> **EXERCISE OBJECTIVE**:
Copy out the data below, renaming every "mask" to "shape" and leaving everything else as it is. Leave the pictures out of your copy.

[Image region outline records]
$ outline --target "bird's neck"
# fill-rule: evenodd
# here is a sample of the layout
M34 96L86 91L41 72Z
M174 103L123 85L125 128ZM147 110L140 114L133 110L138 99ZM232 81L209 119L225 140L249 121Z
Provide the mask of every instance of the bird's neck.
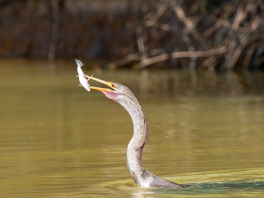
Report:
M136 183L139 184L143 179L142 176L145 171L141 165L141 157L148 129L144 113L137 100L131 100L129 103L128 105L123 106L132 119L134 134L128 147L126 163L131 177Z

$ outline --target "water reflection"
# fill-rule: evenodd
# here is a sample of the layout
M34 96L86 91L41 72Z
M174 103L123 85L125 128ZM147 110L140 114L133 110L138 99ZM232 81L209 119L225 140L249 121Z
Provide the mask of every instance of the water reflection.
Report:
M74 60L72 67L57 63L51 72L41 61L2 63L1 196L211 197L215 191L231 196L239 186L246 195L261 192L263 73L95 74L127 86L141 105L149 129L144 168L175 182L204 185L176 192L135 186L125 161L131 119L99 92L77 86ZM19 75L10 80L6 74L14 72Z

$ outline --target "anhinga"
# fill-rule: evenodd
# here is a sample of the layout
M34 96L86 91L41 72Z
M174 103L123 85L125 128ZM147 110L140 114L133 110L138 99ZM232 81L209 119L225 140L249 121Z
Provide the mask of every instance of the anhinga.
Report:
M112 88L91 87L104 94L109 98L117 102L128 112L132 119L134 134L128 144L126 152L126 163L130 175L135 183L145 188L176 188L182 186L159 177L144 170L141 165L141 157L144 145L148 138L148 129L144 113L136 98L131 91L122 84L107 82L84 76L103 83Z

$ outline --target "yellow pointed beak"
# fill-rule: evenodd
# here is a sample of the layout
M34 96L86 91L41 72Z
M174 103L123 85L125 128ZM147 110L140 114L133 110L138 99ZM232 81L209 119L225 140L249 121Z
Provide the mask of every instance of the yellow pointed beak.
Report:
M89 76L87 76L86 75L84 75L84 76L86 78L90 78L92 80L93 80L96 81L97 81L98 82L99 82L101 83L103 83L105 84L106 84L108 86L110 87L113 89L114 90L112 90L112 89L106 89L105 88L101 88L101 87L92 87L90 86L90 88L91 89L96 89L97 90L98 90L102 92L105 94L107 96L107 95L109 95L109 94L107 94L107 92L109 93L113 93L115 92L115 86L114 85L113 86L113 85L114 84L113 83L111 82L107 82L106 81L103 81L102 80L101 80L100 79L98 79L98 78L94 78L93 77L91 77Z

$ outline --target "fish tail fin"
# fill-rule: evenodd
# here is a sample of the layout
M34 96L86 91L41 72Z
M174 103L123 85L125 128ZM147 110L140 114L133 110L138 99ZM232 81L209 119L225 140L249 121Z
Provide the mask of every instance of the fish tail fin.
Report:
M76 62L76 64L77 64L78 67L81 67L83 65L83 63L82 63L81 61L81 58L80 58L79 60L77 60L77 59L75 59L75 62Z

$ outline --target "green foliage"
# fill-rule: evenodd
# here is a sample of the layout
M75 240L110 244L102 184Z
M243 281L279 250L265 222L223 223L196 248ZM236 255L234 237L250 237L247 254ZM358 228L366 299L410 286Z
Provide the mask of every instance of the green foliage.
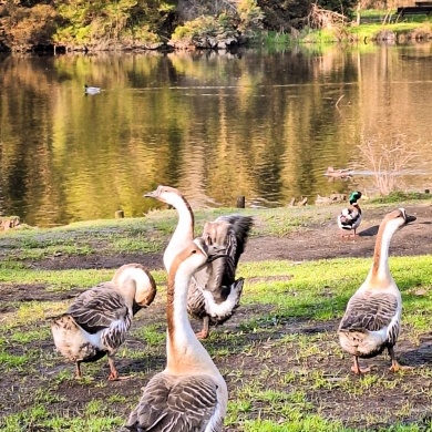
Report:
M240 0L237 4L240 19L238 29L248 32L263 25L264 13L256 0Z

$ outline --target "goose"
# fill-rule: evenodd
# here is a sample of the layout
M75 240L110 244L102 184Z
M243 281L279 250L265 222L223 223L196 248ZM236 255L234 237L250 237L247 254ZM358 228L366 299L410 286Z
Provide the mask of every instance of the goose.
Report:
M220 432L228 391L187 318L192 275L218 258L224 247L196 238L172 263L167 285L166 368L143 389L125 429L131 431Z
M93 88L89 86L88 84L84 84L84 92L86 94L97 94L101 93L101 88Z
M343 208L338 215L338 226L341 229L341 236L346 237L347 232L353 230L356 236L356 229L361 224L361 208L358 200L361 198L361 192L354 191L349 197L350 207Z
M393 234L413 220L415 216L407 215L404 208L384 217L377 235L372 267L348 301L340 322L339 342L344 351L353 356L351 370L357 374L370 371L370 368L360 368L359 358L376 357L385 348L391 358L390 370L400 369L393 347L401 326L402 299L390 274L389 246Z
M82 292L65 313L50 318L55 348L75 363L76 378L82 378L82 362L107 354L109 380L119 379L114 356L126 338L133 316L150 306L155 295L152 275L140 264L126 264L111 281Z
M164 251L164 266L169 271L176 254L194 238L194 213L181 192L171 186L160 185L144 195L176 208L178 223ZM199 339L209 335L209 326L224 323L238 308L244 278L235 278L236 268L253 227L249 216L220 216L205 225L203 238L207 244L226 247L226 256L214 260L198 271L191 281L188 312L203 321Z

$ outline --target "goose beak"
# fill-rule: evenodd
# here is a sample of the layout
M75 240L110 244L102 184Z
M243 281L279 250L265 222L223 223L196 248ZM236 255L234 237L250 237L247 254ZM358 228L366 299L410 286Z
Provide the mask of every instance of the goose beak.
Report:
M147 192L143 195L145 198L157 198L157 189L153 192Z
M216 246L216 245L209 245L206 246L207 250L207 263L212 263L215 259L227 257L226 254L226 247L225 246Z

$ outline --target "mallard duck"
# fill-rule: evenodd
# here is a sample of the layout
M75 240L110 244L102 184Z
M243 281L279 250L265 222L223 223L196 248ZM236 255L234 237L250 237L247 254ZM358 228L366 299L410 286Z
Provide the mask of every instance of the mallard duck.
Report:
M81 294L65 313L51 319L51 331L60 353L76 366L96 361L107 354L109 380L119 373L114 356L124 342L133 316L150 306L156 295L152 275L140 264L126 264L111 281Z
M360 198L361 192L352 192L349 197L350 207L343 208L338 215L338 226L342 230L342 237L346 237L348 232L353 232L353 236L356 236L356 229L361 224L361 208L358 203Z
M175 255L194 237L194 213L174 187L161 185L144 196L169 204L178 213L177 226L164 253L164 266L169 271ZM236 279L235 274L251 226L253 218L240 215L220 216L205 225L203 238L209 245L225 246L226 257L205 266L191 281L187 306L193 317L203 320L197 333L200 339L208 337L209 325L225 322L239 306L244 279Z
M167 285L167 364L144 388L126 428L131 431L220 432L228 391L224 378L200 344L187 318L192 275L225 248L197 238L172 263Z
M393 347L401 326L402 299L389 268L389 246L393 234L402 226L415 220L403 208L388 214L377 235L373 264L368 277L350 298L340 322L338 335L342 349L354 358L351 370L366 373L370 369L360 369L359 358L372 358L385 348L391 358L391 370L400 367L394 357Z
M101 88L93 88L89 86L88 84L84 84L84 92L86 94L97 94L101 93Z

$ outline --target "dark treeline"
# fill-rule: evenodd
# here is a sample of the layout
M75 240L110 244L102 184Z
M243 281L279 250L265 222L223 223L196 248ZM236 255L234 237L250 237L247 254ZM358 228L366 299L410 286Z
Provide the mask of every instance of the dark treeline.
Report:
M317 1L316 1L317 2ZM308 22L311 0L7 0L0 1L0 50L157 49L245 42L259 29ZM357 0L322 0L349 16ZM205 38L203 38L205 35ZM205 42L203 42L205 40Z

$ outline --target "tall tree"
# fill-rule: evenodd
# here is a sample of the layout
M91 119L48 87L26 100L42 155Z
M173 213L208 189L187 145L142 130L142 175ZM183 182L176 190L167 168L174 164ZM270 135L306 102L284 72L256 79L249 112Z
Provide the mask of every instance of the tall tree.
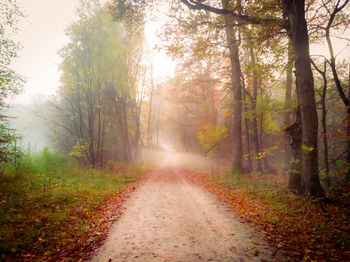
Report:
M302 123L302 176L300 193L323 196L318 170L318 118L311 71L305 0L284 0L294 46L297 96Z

> **THE ANSWER**:
$ outline --target "bird's neck"
# fill-rule: evenodd
# here is a sample of the layout
M34 96L86 91L41 72Z
M174 103L123 85L125 128ZM147 110L140 114L133 110L138 99ZM232 81L209 119L225 140L249 121Z
Provide the shape of every instance of the bird's neck.
Report:
M136 183L139 184L143 179L142 176L145 171L141 165L141 157L148 129L144 113L137 100L131 100L129 103L128 105L123 106L132 119L134 134L128 147L126 163L131 177Z

$ outline --target "water reflection"
# fill-rule: evenodd
# here is a sample of the layout
M34 96L86 91L41 72Z
M174 103L123 85L125 128ZM147 110L140 114L133 110L138 99ZM232 81L209 119L225 140L249 121Z
Provide the shape of every instance of the water reflection.
Report:
M74 60L72 67L57 63L51 72L41 61L2 63L1 196L211 197L215 191L231 196L239 186L246 195L261 192L263 73L95 74L127 86L141 105L149 129L144 168L175 182L204 185L176 192L135 186L125 161L131 119L99 92L77 86ZM19 75L10 80L6 74L14 72Z

$ outline --target "anhinga"
# fill-rule: evenodd
# here is a sample of the layout
M34 96L86 91L41 72Z
M174 103L123 85L125 128ZM147 110L140 114L133 110L138 99ZM232 81L209 119L225 140L249 121Z
Provide the shape of every instance of the anhinga.
Report:
M112 88L91 87L104 94L109 98L117 102L128 112L132 119L134 134L128 144L126 152L126 163L130 175L135 183L145 188L176 188L182 186L159 177L144 170L141 165L141 157L144 145L148 138L148 129L144 113L136 98L131 91L122 84L107 82L84 76L103 83Z

$ outline --target "yellow pointed beak"
# fill-rule: evenodd
# here is a sample of the layout
M34 96L86 91L41 72Z
M174 103L123 85L125 128ZM147 110L140 114L133 110L138 99ZM232 81L209 119L225 140L249 121Z
Provide the shape of every instance of the yellow pointed beak.
Report:
M89 76L87 76L86 75L84 75L84 76L86 78L90 78L92 80L93 80L96 81L97 81L98 82L99 82L101 83L103 83L105 84L106 84L108 86L110 87L113 89L114 90L112 90L112 89L106 89L105 88L101 88L101 87L92 87L90 86L90 88L91 89L96 89L97 90L98 90L102 92L105 94L107 96L107 95L109 95L109 94L107 94L107 92L109 93L113 93L115 92L115 86L114 85L113 86L113 85L114 84L113 83L111 82L107 82L106 81L103 81L102 80L101 80L100 79L98 79L98 78L94 78L93 77L91 77Z

$ outline --target "fish tail fin"
# fill-rule: evenodd
# here is a sample of the layout
M34 96L86 91L41 72Z
M174 103L123 85L125 128ZM147 110L140 114L133 110L138 99ZM232 81L209 119L225 140L249 121Z
Provide the shape of every instance of the fish tail fin.
Report:
M76 62L76 64L77 64L78 67L81 67L83 65L83 63L82 63L81 61L81 58L80 58L79 60L77 60L77 59L75 59L75 62Z

$ outline --target "green foliage"
# fill-rule: evenodd
# here is a sample of the layout
M75 240L110 244L102 184Z
M243 281L279 250L265 222L223 223L196 248ZM236 255L234 237L250 237L247 254ZM358 228L366 299L410 286Z
Provide the shape of every instance of the green foliage.
Report:
M240 0L237 4L240 19L238 29L248 32L263 25L264 13L256 0Z

$ outline --target "goose"
# fill-rule: evenodd
# here is a sample of the layout
M75 240L110 244L102 184Z
M243 281L279 250L265 222L223 223L196 248ZM236 255L234 237L250 237L247 254ZM358 228L366 299L410 286Z
Provide the shape of every instance of the goose.
Report:
M220 432L228 391L187 318L192 275L218 258L224 247L196 238L172 263L167 285L166 368L143 389L125 429L131 431Z
M93 88L89 86L88 84L84 84L84 92L86 94L97 94L101 93L101 88Z
M343 208L338 215L338 226L341 229L341 236L346 237L347 232L353 230L356 236L356 229L361 224L361 208L358 200L361 198L361 192L354 191L349 197L350 207Z
M393 234L413 220L415 216L407 215L404 208L384 217L377 235L372 267L348 301L340 322L339 342L344 351L353 356L351 370L357 374L370 371L370 368L360 368L359 358L376 357L385 348L391 358L390 370L400 369L393 347L401 326L402 299L390 274L389 246Z
M82 292L65 313L50 318L55 348L75 363L76 378L82 378L82 362L107 354L109 380L119 379L114 356L126 338L133 316L150 306L155 295L152 275L140 264L126 264L111 281Z
M164 251L164 266L169 271L176 254L194 238L194 213L181 192L171 186L160 185L144 195L176 208L178 223ZM199 339L209 335L209 326L224 323L238 308L244 278L235 278L236 268L253 227L249 216L220 216L205 225L203 238L207 244L226 247L226 256L214 260L198 271L191 281L188 312L203 321Z

$ outline --target "goose beak"
# fill-rule: evenodd
# here is a sample of the layout
M75 240L110 244L102 184Z
M243 281L279 250L265 222L223 223L196 248ZM236 255L234 237L250 237L247 254ZM358 228L366 299L410 286Z
Provide the shape of every instance of the goose beak.
Report:
M147 192L143 195L145 198L157 198L157 189L153 192Z
M216 246L216 245L209 245L206 246L207 250L207 263L212 263L215 259L227 257L226 254L226 247L225 246Z

$ outline --target "mallard duck"
# fill-rule: evenodd
# here is a sample of the layout
M75 240L110 244L102 184Z
M243 281L279 250L265 222L223 223L196 248ZM236 255L234 237L250 237L247 254ZM358 228L366 299L410 286Z
Provide the shape of every instance of the mallard duck.
Report:
M81 294L65 313L51 319L51 331L60 353L76 366L96 361L107 354L109 380L119 373L114 356L124 342L133 316L150 306L156 295L152 275L140 264L126 264L111 281Z
M360 198L361 192L352 192L349 197L350 207L343 208L338 215L338 226L342 230L342 237L346 237L348 232L353 232L353 236L356 236L356 229L361 224L361 208L358 203Z
M175 255L194 237L194 213L174 187L161 185L144 196L169 204L178 213L177 226L164 253L164 266L169 271ZM236 279L235 274L251 226L253 218L240 215L220 216L205 225L203 238L209 245L225 246L226 257L205 266L191 281L187 306L193 317L203 320L197 333L200 339L208 337L209 325L225 322L239 306L244 279Z
M167 285L167 364L144 388L126 428L131 431L220 432L228 391L224 378L200 344L187 318L192 275L225 248L197 238L172 263Z
M393 347L401 326L402 299L389 268L389 246L393 234L402 226L415 220L403 208L388 214L377 235L373 264L368 277L350 298L340 322L338 335L342 349L354 358L351 370L366 373L370 369L360 369L359 358L372 358L385 348L391 358L391 370L400 367L394 357Z
M101 88L93 88L89 86L88 84L84 84L84 92L86 94L97 94L101 93Z

$ outline --target "dark treeline"
# fill-rule: evenodd
# here is a sample of the layout
M75 240L110 244L102 184Z
M243 281L279 250L265 222L223 223L196 248ZM236 255L234 237L250 237L247 254ZM358 228L366 299L410 286Z
Provide the shape of every instance of the dark treeline.
Report:
M317 1L316 1L317 2ZM308 22L311 0L7 0L0 1L0 50L157 49L245 42L259 29ZM357 0L322 0L349 16ZM205 38L203 38L205 35ZM205 42L203 42L205 40Z

$ outline --target "tall tree"
# fill-rule: evenodd
# here is a sample of the layout
M91 119L48 87L26 100L42 155Z
M173 213L208 189L187 145L142 130L142 175ZM183 182L176 190L167 168L174 164ZM270 135L306 102L284 72L256 79L249 112Z
Provide the shape of every instance of the tall tree.
Report:
M302 123L302 176L300 193L323 196L318 170L318 118L311 71L305 0L284 0L294 46L297 96Z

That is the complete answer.